Return every line of the data below unchanged, omitting the pictures.
BEGIN
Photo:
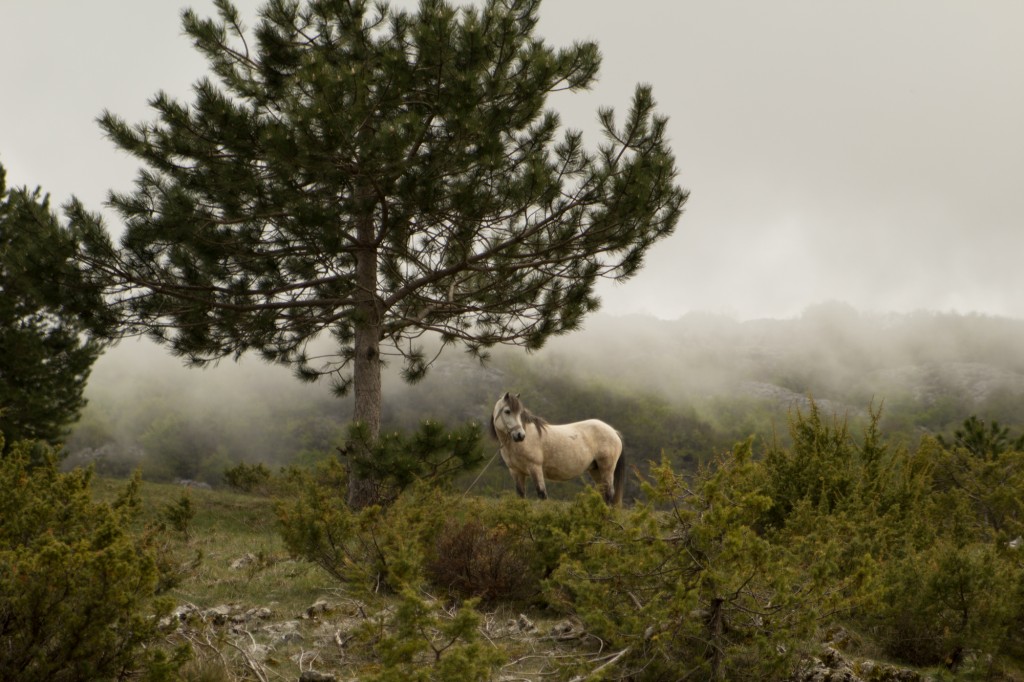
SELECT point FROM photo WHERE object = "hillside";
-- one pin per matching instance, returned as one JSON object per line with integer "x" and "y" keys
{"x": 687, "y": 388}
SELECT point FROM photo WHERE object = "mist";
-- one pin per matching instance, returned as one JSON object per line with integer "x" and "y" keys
END
RESULT:
Photo:
SELECT point FROM photo WHERE object = "hillside";
-- one pin per matching instance, returned as one JSON object per line with integer "x" and "y" keys
{"x": 687, "y": 388}
SELECT point FROM photo WHERE object = "mist";
-- one pin per matching instance, returned as one JSON object per line with integer "x" and "y" keys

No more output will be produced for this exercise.